** start Data for this task **

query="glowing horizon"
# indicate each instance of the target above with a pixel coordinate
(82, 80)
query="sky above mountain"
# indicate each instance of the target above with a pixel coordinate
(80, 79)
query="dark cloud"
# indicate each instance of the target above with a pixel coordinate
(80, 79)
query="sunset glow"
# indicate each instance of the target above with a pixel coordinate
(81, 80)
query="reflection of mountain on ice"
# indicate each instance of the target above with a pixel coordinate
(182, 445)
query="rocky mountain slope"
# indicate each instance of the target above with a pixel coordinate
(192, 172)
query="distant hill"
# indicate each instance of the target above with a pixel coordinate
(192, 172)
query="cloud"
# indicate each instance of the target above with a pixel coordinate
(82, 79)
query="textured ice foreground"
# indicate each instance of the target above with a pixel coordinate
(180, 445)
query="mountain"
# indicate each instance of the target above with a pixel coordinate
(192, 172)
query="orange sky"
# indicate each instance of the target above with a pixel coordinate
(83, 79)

** end Data for this task **

**Required task**. Only the lines from the one containing "of mountain on" through the end of the material should be reproduced, exactly, with both ends included.

**Expected answer**.
query="reflection of mountain on ice"
# indicate each instance of the target above with a pixel coordinate
(182, 445)
query="rocky mountain slope"
# indicate each instance of the target above with a pixel coordinate
(192, 172)
query="distant hill"
# indicate each instance of the target above with a pixel coordinate
(192, 172)
query="cloud"
# indicate each instance of the target above with a pixel coordinate
(82, 79)
query="textured ice foreground"
# indicate each instance of the target above with a pixel coordinate
(180, 445)
query="mountain"
# indicate each instance of the target above with a pixel coordinate
(192, 172)
query="orange sky"
# indicate each instance of the target above with a pixel coordinate
(83, 79)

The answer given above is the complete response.